**EXERCISE GOAL:** Please rewrite everything from the line containing "Could you provide the mask of every instance of the horse's" down to the line containing "65 41 L 58 40" in the records below as a JSON list of strings, one string per line, leaving out blank lines.

**GIVEN DATA:**
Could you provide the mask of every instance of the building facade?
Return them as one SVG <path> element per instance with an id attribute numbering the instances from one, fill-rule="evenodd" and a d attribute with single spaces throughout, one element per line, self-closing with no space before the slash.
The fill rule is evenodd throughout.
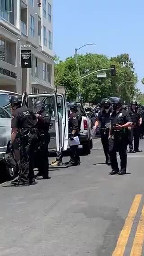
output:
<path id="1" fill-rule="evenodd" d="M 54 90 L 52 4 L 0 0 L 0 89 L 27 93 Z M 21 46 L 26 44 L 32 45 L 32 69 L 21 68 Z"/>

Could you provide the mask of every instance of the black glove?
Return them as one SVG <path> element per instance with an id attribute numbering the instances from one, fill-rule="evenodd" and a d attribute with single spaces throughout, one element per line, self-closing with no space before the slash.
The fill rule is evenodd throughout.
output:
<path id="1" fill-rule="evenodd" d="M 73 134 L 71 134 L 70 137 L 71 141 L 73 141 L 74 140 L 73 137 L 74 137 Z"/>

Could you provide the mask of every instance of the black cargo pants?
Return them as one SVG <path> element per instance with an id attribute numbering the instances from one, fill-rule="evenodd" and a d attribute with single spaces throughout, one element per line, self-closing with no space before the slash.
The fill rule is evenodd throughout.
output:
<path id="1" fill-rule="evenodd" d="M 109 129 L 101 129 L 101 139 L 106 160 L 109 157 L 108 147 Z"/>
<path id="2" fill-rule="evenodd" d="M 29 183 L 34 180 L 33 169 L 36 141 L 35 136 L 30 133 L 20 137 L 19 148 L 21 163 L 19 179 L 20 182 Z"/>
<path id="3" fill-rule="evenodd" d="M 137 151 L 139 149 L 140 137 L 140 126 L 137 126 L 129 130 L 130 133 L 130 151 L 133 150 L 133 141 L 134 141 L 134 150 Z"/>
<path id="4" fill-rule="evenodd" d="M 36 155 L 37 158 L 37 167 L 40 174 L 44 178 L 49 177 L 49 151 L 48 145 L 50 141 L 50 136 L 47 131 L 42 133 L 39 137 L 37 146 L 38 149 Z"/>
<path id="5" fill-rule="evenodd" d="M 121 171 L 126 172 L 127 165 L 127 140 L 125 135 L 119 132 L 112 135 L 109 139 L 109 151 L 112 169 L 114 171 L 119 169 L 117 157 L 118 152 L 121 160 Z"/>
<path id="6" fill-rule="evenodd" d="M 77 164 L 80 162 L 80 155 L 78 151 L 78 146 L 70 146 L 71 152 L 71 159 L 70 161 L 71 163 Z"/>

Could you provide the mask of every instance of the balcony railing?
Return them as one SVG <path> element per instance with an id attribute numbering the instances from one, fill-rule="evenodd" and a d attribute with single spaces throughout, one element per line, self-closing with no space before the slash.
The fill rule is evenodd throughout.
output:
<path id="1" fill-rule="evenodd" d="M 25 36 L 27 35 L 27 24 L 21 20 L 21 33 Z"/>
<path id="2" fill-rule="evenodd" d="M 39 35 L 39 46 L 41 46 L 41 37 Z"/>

==

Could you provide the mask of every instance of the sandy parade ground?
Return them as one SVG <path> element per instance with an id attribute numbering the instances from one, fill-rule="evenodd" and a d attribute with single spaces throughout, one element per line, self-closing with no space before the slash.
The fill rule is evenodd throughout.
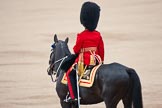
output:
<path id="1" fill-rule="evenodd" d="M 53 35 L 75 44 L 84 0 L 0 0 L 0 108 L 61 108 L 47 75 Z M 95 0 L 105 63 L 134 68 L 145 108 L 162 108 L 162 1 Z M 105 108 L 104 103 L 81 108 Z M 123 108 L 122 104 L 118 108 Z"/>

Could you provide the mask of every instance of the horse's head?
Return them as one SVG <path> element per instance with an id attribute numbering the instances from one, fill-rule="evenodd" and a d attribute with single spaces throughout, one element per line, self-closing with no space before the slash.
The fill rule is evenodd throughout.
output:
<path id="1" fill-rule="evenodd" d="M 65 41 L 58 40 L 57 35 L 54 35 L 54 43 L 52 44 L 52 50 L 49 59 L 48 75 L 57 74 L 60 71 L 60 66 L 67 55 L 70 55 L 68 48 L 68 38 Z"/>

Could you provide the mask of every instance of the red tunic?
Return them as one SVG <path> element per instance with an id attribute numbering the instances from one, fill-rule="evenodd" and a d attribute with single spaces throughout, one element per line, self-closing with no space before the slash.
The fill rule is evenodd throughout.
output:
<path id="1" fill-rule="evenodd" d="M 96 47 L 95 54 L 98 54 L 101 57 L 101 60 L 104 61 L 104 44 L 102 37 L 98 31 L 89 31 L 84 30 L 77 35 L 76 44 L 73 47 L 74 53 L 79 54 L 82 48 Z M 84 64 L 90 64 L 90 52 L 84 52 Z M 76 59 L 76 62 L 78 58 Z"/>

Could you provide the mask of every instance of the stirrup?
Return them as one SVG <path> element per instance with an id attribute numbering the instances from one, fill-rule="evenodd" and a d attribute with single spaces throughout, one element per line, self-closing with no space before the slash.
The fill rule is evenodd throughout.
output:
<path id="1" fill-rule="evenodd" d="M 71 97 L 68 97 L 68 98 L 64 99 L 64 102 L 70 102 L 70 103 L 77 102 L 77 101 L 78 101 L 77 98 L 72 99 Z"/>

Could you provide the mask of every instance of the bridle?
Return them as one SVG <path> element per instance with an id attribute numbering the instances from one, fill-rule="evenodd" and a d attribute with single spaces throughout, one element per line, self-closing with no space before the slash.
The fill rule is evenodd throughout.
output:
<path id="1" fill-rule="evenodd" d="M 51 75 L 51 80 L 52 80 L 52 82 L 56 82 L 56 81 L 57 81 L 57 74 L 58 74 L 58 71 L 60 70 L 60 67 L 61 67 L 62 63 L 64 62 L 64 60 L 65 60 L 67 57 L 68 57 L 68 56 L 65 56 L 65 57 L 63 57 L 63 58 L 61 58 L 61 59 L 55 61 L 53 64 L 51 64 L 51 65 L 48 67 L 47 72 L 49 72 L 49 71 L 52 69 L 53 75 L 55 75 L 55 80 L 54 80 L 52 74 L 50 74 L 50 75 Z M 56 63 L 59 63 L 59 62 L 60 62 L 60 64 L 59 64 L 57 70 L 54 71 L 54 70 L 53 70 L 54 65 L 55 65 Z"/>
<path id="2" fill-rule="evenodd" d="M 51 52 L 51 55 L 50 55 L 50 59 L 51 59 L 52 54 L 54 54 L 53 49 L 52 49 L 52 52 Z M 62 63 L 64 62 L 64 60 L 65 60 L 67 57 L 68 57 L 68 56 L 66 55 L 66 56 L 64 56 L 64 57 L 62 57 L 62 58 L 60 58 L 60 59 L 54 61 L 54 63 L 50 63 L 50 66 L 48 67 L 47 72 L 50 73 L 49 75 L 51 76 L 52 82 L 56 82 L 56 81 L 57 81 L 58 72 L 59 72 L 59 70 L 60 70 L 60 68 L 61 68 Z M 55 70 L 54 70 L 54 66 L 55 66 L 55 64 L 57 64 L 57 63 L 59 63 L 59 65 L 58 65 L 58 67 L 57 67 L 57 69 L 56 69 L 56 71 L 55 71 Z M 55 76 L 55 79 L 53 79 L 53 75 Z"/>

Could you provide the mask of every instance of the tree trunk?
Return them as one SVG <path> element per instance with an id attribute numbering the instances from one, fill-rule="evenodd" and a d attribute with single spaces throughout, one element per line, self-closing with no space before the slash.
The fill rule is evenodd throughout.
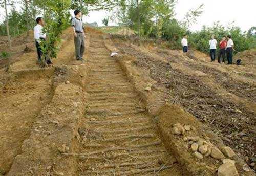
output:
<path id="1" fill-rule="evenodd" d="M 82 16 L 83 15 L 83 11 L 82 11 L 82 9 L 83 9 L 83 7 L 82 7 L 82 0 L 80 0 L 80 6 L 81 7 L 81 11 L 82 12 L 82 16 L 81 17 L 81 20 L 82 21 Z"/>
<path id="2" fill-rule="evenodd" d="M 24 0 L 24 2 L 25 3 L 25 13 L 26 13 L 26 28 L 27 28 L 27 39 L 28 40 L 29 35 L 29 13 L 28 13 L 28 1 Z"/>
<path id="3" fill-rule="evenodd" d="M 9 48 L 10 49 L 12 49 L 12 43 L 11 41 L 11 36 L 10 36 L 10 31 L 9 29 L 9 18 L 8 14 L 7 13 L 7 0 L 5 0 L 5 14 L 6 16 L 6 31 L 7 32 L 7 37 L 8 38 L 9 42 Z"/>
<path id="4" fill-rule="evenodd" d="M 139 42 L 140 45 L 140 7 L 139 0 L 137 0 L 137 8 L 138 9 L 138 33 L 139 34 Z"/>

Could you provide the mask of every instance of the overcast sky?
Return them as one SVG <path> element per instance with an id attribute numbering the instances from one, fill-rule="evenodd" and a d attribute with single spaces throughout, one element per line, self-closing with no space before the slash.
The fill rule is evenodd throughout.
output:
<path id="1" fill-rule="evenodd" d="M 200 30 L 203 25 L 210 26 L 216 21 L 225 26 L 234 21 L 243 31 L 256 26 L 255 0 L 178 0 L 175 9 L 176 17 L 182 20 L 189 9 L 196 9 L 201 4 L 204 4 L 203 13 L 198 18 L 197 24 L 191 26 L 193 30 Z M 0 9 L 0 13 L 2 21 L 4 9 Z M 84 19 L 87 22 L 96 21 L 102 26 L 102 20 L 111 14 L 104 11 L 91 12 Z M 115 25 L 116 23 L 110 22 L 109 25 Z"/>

--

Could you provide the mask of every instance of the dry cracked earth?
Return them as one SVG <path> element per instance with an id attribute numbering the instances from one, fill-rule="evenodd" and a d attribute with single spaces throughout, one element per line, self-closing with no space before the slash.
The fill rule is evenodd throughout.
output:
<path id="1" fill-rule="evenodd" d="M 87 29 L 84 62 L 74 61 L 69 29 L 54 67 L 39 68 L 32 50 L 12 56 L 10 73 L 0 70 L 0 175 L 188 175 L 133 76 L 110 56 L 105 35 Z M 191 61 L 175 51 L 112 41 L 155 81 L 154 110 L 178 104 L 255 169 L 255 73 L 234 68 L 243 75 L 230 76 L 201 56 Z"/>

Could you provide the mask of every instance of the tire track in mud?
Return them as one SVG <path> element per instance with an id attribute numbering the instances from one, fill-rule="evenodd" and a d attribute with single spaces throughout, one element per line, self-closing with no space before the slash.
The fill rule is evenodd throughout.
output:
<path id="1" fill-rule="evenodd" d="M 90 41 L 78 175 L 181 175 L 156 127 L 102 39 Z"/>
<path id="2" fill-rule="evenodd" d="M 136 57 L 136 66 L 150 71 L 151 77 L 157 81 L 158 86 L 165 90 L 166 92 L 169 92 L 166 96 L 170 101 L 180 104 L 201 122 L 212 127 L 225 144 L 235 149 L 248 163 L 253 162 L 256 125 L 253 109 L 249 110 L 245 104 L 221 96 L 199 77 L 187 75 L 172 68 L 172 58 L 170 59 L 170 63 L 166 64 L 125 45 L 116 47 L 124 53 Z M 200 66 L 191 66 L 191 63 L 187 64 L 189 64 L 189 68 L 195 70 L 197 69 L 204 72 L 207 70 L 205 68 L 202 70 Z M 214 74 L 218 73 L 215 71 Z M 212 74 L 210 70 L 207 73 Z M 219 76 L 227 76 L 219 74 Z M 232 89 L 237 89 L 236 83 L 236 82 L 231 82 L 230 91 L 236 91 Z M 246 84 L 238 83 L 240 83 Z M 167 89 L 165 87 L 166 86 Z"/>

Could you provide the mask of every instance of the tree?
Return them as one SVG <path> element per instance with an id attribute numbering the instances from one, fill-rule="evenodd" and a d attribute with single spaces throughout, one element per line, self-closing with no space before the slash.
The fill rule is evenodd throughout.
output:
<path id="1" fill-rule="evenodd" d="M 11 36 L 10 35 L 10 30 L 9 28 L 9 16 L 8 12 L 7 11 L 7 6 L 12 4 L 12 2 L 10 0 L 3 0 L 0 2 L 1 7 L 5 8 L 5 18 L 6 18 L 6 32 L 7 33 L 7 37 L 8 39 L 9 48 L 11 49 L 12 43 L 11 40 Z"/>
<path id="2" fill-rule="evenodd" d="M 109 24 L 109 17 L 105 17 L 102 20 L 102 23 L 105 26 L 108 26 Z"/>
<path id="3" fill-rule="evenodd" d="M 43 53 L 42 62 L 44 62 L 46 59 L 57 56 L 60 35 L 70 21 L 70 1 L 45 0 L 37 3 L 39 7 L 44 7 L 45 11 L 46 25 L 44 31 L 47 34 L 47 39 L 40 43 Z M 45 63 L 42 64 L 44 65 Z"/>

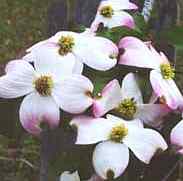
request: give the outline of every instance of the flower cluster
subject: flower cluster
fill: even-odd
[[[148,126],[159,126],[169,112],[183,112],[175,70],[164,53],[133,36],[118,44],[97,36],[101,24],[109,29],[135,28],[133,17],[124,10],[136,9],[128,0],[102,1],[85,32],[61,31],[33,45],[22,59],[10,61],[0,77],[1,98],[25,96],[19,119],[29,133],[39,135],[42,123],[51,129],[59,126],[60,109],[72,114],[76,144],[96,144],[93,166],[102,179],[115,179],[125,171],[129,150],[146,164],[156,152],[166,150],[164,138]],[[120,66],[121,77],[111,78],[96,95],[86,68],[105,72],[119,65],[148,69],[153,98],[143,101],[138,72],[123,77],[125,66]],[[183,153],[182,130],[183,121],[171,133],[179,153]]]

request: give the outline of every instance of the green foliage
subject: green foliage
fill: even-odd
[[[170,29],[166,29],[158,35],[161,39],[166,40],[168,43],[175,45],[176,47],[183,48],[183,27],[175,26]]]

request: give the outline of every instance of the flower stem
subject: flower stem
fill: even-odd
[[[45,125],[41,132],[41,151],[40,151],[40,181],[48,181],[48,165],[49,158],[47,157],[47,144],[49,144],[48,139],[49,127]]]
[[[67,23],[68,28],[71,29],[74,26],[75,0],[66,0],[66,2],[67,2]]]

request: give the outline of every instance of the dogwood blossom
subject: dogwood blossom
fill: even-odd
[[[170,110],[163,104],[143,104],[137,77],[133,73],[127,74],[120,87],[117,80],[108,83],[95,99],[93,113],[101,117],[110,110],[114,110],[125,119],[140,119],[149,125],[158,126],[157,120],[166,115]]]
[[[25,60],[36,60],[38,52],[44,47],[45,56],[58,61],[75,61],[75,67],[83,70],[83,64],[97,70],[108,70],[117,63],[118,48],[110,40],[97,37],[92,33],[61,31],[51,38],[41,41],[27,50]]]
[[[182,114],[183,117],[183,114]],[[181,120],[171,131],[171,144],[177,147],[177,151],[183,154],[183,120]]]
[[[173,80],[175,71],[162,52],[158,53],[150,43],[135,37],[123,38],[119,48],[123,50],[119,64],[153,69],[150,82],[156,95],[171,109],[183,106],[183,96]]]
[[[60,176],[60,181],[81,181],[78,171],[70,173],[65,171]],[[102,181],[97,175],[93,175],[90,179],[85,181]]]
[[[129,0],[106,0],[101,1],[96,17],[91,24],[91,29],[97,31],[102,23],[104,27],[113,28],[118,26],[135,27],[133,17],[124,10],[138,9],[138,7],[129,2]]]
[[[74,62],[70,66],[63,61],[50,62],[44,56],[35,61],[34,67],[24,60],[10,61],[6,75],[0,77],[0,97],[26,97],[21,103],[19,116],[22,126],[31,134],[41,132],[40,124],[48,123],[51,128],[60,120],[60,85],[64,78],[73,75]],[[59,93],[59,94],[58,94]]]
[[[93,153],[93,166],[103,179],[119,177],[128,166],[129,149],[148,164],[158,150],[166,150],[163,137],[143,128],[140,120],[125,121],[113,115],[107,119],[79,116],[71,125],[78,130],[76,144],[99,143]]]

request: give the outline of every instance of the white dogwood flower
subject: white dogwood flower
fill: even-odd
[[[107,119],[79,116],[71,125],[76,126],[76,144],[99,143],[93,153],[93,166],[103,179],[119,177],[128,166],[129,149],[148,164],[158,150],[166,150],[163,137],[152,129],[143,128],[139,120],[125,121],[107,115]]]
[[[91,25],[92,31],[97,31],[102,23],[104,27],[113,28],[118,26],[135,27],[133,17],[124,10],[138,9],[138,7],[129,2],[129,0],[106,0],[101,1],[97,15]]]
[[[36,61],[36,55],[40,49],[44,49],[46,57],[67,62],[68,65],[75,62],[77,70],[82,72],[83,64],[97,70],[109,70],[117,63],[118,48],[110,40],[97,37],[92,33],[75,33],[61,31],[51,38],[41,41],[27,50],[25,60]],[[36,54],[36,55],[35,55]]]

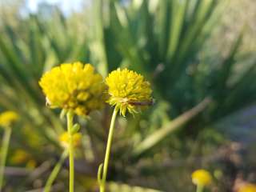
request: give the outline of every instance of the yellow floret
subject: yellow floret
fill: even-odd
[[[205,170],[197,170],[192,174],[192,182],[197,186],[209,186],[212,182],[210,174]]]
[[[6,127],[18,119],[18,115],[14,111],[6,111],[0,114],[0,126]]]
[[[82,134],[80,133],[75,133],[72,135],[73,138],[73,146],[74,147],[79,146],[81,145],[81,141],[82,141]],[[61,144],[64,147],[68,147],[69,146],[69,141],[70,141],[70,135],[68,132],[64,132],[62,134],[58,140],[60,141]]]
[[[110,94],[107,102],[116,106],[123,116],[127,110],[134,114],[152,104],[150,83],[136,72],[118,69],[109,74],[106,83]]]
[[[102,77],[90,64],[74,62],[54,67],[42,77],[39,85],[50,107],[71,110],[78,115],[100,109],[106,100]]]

**RESPONSE TO THE TASK:**
[
  "Could you provide the mask of every instance of the horse's head?",
  "Return them as one SVG <path> element per instance with an id attribute numbering the instances from one, fill-rule=\"evenodd\" and a d attribute with single spaces throughout, one element per line, self-closing with no space before the slash.",
  "The fill rule is evenodd throughout.",
  "output:",
  "<path id=\"1\" fill-rule=\"evenodd\" d=\"M 65 41 L 58 40 L 57 35 L 54 35 L 54 43 L 52 44 L 52 50 L 49 59 L 48 75 L 57 74 L 60 71 L 60 66 L 67 55 L 70 55 L 68 48 L 68 38 Z\"/>"
]